TEXTE À LIRE
------------------------------------------------

L’Autorité palestinienne "contrôle" donc environ 38% de la Cisjordanie et les militaires israéliens 62%. C’est dans la zone C que se concentre l’essentiel des colonies israéliennes, illégales sur le plan du droit international. Selon les statistiques de 2017, 391,000 colons israéliens y habitaient et 300,000 Palestiniens et Palestiniennes (dans ce cas-ci selon les statistiques de 2014). En mars 2021, la Cisjordanie au complet (zones A, B et C) comptait 471,000 colons israéliens contre environ trois millions de Palestiniens, toutes catégories confondues (habitants réguliers et réfugiés).
On sait que la grande majorité de ces colons habitent en zone C où ils ont sans doute dépassé les 400,000 (pour atteindre peut-être 420,000 ?) depuis 2017. Par ailleurs, en tenant compte du dynamisme démographique des Palestiniens, qui formaient une population de 300,000 gens en 2014 comme je l’ai mentionné plus haut, il est permis de penser qu’ils doivent atteindre au moins les 380,000 habitants en 2023 et peut-être davantage. Je n’ai pu retrouver de statistiques plus récentes que celles de 2014 là-dessus. Donc, même en zone C, l’avance démographique des Israéliens et Israéliennes se révèle plutôt mince ; mais décisive ? ça reste à voir. L’avenir le dira.

------------------------------------------------

DONNÉES RECUEILLIES

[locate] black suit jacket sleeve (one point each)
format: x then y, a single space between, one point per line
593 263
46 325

------------------------------------------------

CONSIGNES ET EXIGENCES
Écrivez la suite du texte sur la population de la Cisjordanie, en reprenant juste après sa dernière phrase. Ces données ne sont pas utiles pour le travail demandé.

RÉPONSE
Les trois zones sont inextricablement entremêlées, ce qui fait que la Palestine arabe n’a guère de continuité territoriale. En zone C, malgré les méthodes mises en place par les autorités israéliennes d’occupation pour contourner les centres de peuplement arabes, comme des autoroutes à usage exclusif des Juifs et des Juives et de multiples points de contrôle militaires (les "check points"), les deux populations, même si elles ne communiquent guère entre elles, se côtoient plus ou moins. Il va de soi que les colonies israéliennes bénéficient d’une haute protection de l’armée.
Dans les trois zones qui saucissonnent la Cisjordanie, on dénombre donc environ 3,4800,000 Palestiniens et Palestiniennes (2,8000, 000 en zones A et B plus peut-être cette année 380,000 Palestiniens dans la zone C pour tenir compte de leur évolution démographique depuis 2014), contre 480,000 colons israéliens dans toutes ces trois zones. Si on additionne ce nombre aux 230,000 colons qui se sont établis à Jérusalem-Est, on arrive à un total de 710,000 envahisseurs dans les territoires palestiniens.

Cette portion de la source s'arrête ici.